Retype the stretch of the passage on brash piles and moor grass from "Butterflies don't usually" through "for the future.", keeping every word and punctuation mark unchanged.

Supplied passage »

******************************

Butterflies don't usually lay eggs on nettles in the shade. Animals like to pull brash piles apart and then trample them into the ensuing mud.
Only have as many brash piles as you are happy to weed/or happy to have transformed into a nettle and bramble patch for the future.
(We merrily disposed of our garden waste all around the perimeters of the fields - So Easy, we thought, This is Saving Work and Avoiding Bonfires, we thought - now 3 years plus later, we have a multitude of problematic areas. Nettles in the shade so not much use to anything. Brambles spreading. And how do you extricate brambles from the depths of a heap? I have met one impressive MM member who has an immaculate brash pile because he weeds it. I have about 12 piles.... One professional suggested hessian beneath the pile. Another thought that cutting would control the spread because the surrounding soil is generally very poor. Is it a choice between the work of dismantling a heap in year 3 and moving it before the weeds take hold, or perhaps putting unsightly polluting black plastic over it to exclude light - and the effect on the insects and rodents beneath? Future piles will very definitely be sited more carefully and be limited in number.)
2. Moor grass
2 professionals have each advised me to control the moor grass by grazing and cutting rather than spraying. (I realise that culm is special etc, etc, etc, but, there is a lot more to "culm" than just moor grass. I have extensive and spreading masses of culm flowers so I don't want moor grass out-competing them.)

******************************

(Dataset records on object locations)

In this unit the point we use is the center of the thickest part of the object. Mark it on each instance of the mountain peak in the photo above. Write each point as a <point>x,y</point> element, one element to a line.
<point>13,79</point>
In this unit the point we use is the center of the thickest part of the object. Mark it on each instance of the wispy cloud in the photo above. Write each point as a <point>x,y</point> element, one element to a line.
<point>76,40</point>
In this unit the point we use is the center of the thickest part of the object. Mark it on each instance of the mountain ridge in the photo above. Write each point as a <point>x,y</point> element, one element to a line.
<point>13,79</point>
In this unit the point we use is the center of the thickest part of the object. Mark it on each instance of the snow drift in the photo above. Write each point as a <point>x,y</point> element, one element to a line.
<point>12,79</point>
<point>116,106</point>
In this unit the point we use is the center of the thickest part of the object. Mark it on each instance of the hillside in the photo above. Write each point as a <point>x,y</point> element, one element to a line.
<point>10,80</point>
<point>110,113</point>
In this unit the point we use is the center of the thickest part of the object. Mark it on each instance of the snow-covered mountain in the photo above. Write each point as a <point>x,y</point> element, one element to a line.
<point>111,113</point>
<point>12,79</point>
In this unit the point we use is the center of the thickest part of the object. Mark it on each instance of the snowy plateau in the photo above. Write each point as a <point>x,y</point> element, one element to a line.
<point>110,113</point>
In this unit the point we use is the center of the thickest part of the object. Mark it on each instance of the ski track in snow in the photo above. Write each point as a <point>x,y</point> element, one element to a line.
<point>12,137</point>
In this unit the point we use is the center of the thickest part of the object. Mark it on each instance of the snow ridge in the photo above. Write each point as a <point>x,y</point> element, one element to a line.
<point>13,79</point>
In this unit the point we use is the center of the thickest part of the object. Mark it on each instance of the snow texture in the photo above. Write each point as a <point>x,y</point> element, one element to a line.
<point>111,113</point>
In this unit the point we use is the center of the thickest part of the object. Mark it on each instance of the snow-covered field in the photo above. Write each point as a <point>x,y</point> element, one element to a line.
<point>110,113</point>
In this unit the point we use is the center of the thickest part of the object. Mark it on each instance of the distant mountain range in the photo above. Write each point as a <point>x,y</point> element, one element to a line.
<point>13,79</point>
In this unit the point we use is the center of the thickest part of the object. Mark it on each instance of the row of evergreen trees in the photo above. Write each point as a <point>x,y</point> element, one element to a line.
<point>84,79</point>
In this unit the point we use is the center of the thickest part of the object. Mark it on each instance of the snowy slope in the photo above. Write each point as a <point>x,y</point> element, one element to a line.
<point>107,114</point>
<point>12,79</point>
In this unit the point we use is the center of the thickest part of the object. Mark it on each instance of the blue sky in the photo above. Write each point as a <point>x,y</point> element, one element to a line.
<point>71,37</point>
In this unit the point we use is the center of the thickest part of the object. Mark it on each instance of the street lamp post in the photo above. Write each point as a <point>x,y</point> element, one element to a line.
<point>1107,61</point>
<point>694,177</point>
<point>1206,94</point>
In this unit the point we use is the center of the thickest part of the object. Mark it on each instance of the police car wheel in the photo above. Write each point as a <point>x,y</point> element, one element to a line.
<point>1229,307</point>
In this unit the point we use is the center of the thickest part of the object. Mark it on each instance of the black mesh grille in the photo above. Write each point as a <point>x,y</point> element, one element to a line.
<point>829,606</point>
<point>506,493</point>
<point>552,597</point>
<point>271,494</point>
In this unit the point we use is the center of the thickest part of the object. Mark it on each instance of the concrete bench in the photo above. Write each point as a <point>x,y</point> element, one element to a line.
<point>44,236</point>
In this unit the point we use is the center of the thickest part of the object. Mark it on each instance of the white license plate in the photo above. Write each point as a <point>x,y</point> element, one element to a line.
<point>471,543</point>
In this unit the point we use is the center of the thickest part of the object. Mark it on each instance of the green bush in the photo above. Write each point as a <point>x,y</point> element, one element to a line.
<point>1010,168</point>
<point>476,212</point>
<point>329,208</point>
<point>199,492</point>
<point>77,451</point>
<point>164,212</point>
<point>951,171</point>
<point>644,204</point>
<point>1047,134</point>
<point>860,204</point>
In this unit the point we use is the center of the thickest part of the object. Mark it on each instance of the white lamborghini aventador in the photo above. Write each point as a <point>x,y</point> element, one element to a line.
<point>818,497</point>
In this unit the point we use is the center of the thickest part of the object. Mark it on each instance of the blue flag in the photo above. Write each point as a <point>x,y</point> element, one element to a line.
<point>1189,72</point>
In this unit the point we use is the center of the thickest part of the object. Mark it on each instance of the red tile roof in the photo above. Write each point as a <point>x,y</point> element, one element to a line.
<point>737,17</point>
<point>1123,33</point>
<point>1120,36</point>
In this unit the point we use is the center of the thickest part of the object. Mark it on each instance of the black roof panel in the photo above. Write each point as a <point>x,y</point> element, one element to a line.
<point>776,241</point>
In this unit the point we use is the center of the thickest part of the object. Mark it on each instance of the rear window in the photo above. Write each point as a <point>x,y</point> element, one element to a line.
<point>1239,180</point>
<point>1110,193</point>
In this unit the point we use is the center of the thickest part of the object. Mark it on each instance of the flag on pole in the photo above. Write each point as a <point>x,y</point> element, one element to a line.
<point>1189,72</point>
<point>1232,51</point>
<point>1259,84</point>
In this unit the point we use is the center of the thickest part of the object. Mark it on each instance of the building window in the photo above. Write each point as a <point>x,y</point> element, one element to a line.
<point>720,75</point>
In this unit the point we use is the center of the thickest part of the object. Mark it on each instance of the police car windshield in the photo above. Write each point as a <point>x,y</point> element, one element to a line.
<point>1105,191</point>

******************************

Exercise response »
Butterflies don't usually lay eggs on nettles in the shade. Animals like to pull brash piles apart and then trample them into the ensuing mud.
Only have as many brash piles as you are happy to weed/or happy to have transformed into a nettle and bramble patch for the future.